[start SOURCE]

He’s learning how to love.  He’s grown to care deeply for a Peruvian companion who speaks no English.  He’s stammered, struggled, and gulped his way through their lessons and daily life in Spanish.  He’s embraced the culture and is now a fanatical fùtbol fan.  He hands out stickers and pencils with a big, genuine smile to the children he meets on the street.  He shakes their hands and teases them sweetly.  He eats food he’d never have touched at home, and loves it.  He has grown to love the people of this small, rural town in Chile.  He’s learned to love in the purest way possible; he’s learned to love mankind.

Additionally, he’s learning how to study.  In high school, he was the obnoxiously lucky kid who, much to his brother’s chagrin, managed to pull out decent grades without putting much effort in.  Everything seemed to come so easy to him.

[end SOURCE]
[start RECORDS SHOWN]

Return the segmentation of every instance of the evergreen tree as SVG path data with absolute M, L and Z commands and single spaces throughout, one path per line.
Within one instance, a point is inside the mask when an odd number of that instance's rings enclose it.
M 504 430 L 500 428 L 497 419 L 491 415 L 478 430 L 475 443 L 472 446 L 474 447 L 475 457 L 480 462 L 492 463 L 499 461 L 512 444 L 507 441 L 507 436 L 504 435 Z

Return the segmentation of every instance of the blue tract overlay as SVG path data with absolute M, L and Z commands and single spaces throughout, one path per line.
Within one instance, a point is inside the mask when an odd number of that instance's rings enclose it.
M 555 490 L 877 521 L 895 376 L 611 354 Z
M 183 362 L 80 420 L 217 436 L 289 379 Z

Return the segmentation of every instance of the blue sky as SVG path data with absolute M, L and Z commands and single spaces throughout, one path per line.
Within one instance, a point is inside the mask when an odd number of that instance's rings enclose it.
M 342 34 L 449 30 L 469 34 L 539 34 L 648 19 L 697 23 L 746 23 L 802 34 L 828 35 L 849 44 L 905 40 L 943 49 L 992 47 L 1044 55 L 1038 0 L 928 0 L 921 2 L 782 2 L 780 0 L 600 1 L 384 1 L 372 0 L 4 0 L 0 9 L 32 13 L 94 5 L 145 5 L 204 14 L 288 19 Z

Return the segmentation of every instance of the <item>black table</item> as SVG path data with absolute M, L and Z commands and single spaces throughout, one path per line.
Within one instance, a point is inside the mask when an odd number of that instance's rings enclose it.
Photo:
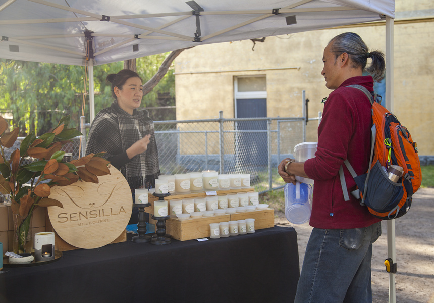
M 169 245 L 126 242 L 64 251 L 56 262 L 0 274 L 0 302 L 293 302 L 297 233 L 254 234 Z

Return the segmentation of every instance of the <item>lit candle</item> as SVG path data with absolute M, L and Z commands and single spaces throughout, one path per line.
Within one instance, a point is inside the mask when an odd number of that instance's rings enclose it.
M 241 188 L 250 188 L 250 174 L 241 174 Z
M 254 219 L 246 219 L 246 225 L 247 229 L 247 233 L 253 233 L 255 232 Z
M 177 194 L 190 193 L 190 175 L 188 174 L 175 174 L 175 192 Z
M 238 193 L 238 203 L 240 206 L 247 206 L 249 205 L 249 194 L 247 192 Z
M 194 211 L 203 212 L 206 210 L 206 202 L 205 198 L 194 198 Z
M 154 201 L 154 216 L 167 216 L 167 201 Z
M 228 195 L 222 194 L 217 196 L 217 204 L 219 209 L 224 210 L 228 208 Z
M 155 193 L 168 193 L 167 179 L 155 179 Z
M 169 201 L 169 215 L 174 218 L 178 214 L 182 214 L 182 200 L 175 199 Z
M 229 174 L 230 187 L 231 189 L 239 189 L 241 188 L 241 174 Z
M 229 175 L 219 175 L 219 189 L 221 190 L 227 190 L 228 189 L 230 189 L 231 188 L 229 186 L 231 185 L 231 183 L 229 182 Z
M 160 175 L 158 179 L 167 179 L 167 191 L 173 194 L 175 193 L 175 176 L 173 175 Z
M 237 207 L 240 206 L 238 201 L 238 194 L 231 193 L 228 195 L 228 207 Z
M 206 210 L 213 211 L 219 208 L 217 196 L 207 196 L 206 200 Z
M 202 173 L 203 179 L 203 189 L 205 190 L 215 190 L 219 186 L 219 173 L 216 171 L 204 171 Z
M 187 173 L 190 175 L 190 189 L 192 192 L 203 191 L 203 180 L 202 173 Z
M 236 221 L 229 221 L 229 235 L 238 235 L 238 222 Z
M 147 188 L 136 188 L 134 191 L 134 199 L 136 204 L 145 204 L 148 203 Z
M 220 236 L 226 238 L 229 236 L 229 222 L 220 222 Z
M 239 220 L 238 221 L 238 233 L 240 235 L 245 235 L 247 233 L 247 228 L 246 220 Z
M 220 225 L 219 223 L 210 223 L 210 236 L 211 239 L 218 239 L 220 237 Z
M 194 211 L 194 199 L 183 199 L 182 213 L 190 214 Z
M 249 205 L 257 205 L 259 204 L 259 193 L 253 191 L 249 193 Z

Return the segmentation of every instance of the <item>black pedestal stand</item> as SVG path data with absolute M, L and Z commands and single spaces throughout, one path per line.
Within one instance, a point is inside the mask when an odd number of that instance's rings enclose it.
M 165 197 L 167 197 L 170 195 L 170 193 L 155 193 L 152 194 L 154 196 L 158 197 L 158 200 L 164 201 Z M 155 224 L 155 233 L 157 234 L 157 237 L 154 238 L 151 240 L 151 244 L 154 245 L 166 245 L 170 244 L 172 241 L 169 238 L 165 237 L 166 234 L 166 220 L 170 218 L 170 216 L 166 217 L 156 217 L 152 216 L 152 219 L 157 220 L 157 223 Z
M 133 237 L 131 241 L 135 243 L 147 243 L 151 241 L 152 237 L 146 235 L 146 221 L 145 216 L 145 208 L 150 206 L 150 203 L 145 204 L 133 204 L 133 207 L 139 208 L 139 215 L 137 217 L 137 233 L 138 236 Z

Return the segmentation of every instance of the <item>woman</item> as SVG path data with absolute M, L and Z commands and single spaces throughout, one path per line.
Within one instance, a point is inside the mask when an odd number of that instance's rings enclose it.
M 137 110 L 143 97 L 142 79 L 124 69 L 106 80 L 112 84 L 114 100 L 92 122 L 86 154 L 105 152 L 103 157 L 121 171 L 133 193 L 151 188 L 160 174 L 159 165 L 153 122 L 147 111 Z

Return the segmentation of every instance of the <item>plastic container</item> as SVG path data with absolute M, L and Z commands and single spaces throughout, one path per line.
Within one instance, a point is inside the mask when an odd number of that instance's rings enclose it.
M 310 219 L 312 185 L 296 182 L 285 186 L 285 216 L 294 224 L 302 224 Z
M 295 162 L 304 162 L 307 159 L 314 158 L 317 146 L 318 143 L 316 142 L 303 142 L 295 145 L 294 147 L 294 159 Z M 313 184 L 313 180 L 308 178 L 296 176 L 295 179 L 302 183 Z

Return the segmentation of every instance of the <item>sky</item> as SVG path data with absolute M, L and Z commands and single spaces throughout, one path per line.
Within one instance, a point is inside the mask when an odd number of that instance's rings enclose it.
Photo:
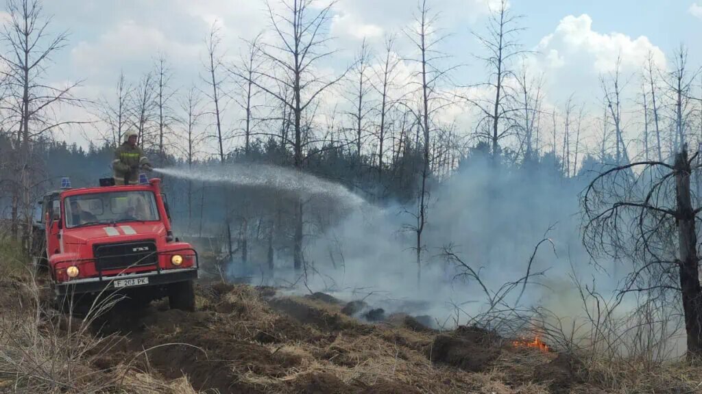
M 271 0 L 274 3 L 277 0 Z M 319 0 L 319 2 L 322 2 Z M 453 75 L 458 84 L 484 79 L 483 64 L 472 55 L 481 48 L 472 35 L 484 29 L 490 7 L 498 0 L 429 0 L 439 15 L 441 29 L 450 33 L 442 50 L 449 62 L 465 64 Z M 538 52 L 531 63 L 545 79 L 546 101 L 562 103 L 575 93 L 583 102 L 600 95 L 598 76 L 610 72 L 622 55 L 622 70 L 636 90 L 636 73 L 651 52 L 665 67 L 681 43 L 691 64 L 702 64 L 702 1 L 697 0 L 510 0 L 511 11 L 523 15 L 519 36 L 525 49 Z M 79 95 L 110 97 L 120 71 L 133 83 L 164 53 L 176 88 L 202 85 L 204 39 L 219 24 L 227 58 L 234 59 L 242 39 L 253 38 L 270 23 L 263 0 L 51 0 L 52 29 L 67 29 L 69 43 L 56 55 L 48 79 L 55 84 L 83 81 Z M 324 64 L 341 72 L 366 38 L 380 52 L 384 35 L 409 25 L 413 0 L 339 0 L 330 26 L 339 52 Z M 400 36 L 398 50 L 407 48 Z M 330 99 L 331 100 L 331 99 Z M 632 99 L 633 100 L 633 99 Z M 63 109 L 63 117 L 88 117 L 81 109 Z M 464 109 L 458 109 L 461 112 Z M 456 116 L 456 111 L 447 116 Z M 237 114 L 232 112 L 233 123 Z M 57 137 L 86 145 L 94 131 L 66 131 Z

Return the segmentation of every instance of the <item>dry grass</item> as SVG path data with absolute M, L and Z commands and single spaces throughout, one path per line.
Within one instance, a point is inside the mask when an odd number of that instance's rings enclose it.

[end RECORDS SHOWN]

INSTRUCTIONS FOR THE TASK =
According to the passage about learning to love and study, which verbs describe how he got through lessons and daily life in Spanish? List them all.

FINAL RESULT =
stammered, struggled, gulped